------ TEXTO ------

Habían regalado a su papá discos de colección con música clásica, de cine, mambo, ópera. Se las ingenió para hacer sonar el tocadiscos que había en su casa, puso el acetato y casualmente era de orquesta, sinfónica, la primera pieza era de Johann Strauss.
“Era un sábado por la mañana, estaba jugando con mi hermano y tuvimos que mover un mueble enorme. De ahí no paré de escuchar esos discos, pero el que más me llamaba la atención era el de orquesta”, dice.
A los siete años, le dijo a su padre que quería un piano, pero era muy costoso. En su lugar le compró casettes con música de orquesta.
“Fue hasta los 12 años que hice un trato. Los convencí porque no me gustaban los deportes, yo le dije a mi papá: ‘yo hago un deporte, pero tú me dejas tener clase de piano’. Me dijo: ‘está bien, pero no te compro el piano hasta dentro de un año’”.
A diferencia de grandes artistas, la música no corre por las venas de su familia, ninguno de sus parientes toca un instrumento, ni siquiera les gusta la música de orquesta.

------

▸ **EJERCICIO 1**
Devuelva el fragmento del texto que va desde "A los siete" hasta "la música de orquesta.", ambos incluidos.
▸ **EJERCICIO 2**
Enumere los tipos de música que, según el texto, contenían los discos de colección que le habían regalado al papá.
Responda basándose únicamente en el texto.

------ REGISTROS DE DATOS ------

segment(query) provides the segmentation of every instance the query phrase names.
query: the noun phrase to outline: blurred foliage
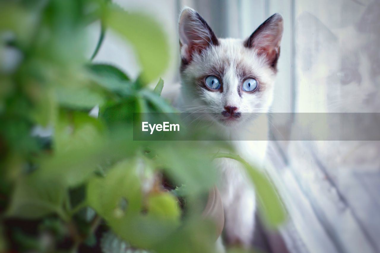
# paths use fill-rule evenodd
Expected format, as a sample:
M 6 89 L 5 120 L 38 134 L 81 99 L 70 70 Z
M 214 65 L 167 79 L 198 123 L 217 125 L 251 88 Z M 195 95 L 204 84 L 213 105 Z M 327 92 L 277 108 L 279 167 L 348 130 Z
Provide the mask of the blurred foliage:
M 113 30 L 135 49 L 136 80 L 89 60 L 86 29 L 96 21 L 93 56 Z M 168 48 L 151 17 L 107 0 L 0 1 L 0 251 L 214 251 L 215 229 L 198 196 L 216 172 L 204 150 L 228 147 L 133 139 L 134 112 L 175 112 L 160 96 L 162 79 L 147 86 L 166 69 Z M 89 114 L 95 106 L 97 117 Z M 277 196 L 249 168 L 278 224 Z M 186 187 L 165 190 L 164 175 L 173 189 Z

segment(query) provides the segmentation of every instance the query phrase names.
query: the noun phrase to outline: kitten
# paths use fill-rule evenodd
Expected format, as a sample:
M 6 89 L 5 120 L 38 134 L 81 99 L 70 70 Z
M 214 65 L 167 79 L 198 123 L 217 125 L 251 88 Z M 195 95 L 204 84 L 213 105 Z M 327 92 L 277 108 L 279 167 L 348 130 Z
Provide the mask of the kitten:
M 252 133 L 259 120 L 256 113 L 267 112 L 273 99 L 283 23 L 276 14 L 244 40 L 221 39 L 196 11 L 185 8 L 179 27 L 182 62 L 178 107 L 187 112 L 206 114 L 217 131 L 231 140 L 248 139 L 242 139 L 242 135 Z M 262 162 L 266 142 L 232 142 L 249 162 Z M 253 187 L 238 163 L 217 160 L 226 242 L 249 247 L 256 209 Z

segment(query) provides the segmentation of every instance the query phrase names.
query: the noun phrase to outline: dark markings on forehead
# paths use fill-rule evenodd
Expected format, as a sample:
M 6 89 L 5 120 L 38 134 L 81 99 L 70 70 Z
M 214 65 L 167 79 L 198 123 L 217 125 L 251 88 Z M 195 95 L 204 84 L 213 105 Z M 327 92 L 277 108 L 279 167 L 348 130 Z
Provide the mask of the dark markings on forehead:
M 238 85 L 238 93 L 240 97 L 242 96 L 241 89 L 243 83 L 244 81 L 249 78 L 253 78 L 257 81 L 258 86 L 255 92 L 255 93 L 259 93 L 265 89 L 265 84 L 260 81 L 257 75 L 248 65 L 241 62 L 238 63 L 236 64 L 236 72 L 239 81 L 239 85 Z
M 248 78 L 254 78 L 257 80 L 257 75 L 252 71 L 252 69 L 246 64 L 239 63 L 236 64 L 236 74 L 239 81 L 242 83 Z

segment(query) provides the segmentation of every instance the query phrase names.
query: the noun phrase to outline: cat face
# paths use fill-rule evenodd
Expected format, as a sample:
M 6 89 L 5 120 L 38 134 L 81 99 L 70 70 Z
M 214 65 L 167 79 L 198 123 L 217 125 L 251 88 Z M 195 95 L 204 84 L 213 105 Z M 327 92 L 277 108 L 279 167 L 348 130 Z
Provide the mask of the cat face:
M 185 9 L 179 25 L 182 92 L 187 106 L 183 109 L 206 113 L 227 126 L 267 111 L 283 27 L 282 17 L 275 14 L 245 40 L 217 38 L 198 13 Z

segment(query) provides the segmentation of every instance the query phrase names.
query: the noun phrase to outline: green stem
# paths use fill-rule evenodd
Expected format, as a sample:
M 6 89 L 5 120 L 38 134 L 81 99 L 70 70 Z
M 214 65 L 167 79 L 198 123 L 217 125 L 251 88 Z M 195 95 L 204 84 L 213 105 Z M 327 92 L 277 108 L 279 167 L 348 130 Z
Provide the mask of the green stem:
M 91 60 L 92 61 L 98 54 L 99 50 L 100 49 L 100 47 L 104 40 L 104 35 L 106 33 L 106 25 L 104 24 L 104 21 L 103 20 L 100 20 L 100 35 L 99 35 L 99 40 L 98 40 L 98 43 L 97 44 L 95 50 L 92 54 L 91 56 Z

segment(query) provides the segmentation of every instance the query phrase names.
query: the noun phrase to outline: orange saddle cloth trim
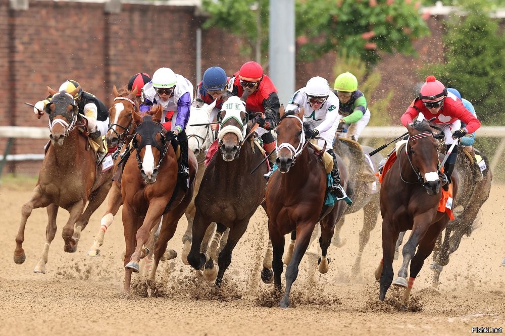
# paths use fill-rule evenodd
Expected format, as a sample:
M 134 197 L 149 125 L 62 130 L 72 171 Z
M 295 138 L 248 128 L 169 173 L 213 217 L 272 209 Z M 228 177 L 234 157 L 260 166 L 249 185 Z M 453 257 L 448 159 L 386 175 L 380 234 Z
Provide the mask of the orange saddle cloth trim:
M 384 167 L 382 168 L 382 174 L 379 176 L 379 182 L 381 183 L 382 183 L 382 179 L 384 176 L 386 176 L 386 173 L 389 170 L 390 168 L 393 165 L 393 164 L 396 160 L 396 152 L 393 152 L 389 157 L 387 158 L 387 160 L 386 160 L 386 163 L 384 165 Z M 437 208 L 437 211 L 440 212 L 445 212 L 447 213 L 447 215 L 449 216 L 449 219 L 452 220 L 454 219 L 454 214 L 452 214 L 452 184 L 449 185 L 449 190 L 445 191 L 443 188 L 442 188 L 442 197 L 440 198 L 440 201 L 438 203 L 438 207 Z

------

▸ **RESPUESTA 1**
A los siete años, le dijo a su padre que quería un piano, pero era muy costoso. En su lugar le compró casettes con música de orquesta.
“Fue hasta los 12 años que hice un trato. Los convencí porque no me gustaban los deportes, yo le dije a mi papá: ‘yo hago un deporte, pero tú me dejas tener clase de piano’. Me dijo: ‘está bien, pero no te compro el piano hasta dentro de un año’”.
A diferencia de grandes artistas, la música no corre por las venas de su familia, ninguno de sus parientes toca un instrumento, ni siquiera les gusta la música de orquesta.

▸ **RESPUESTA 2**
- Música clásica
- Música de cine
- Mambo
- Ópera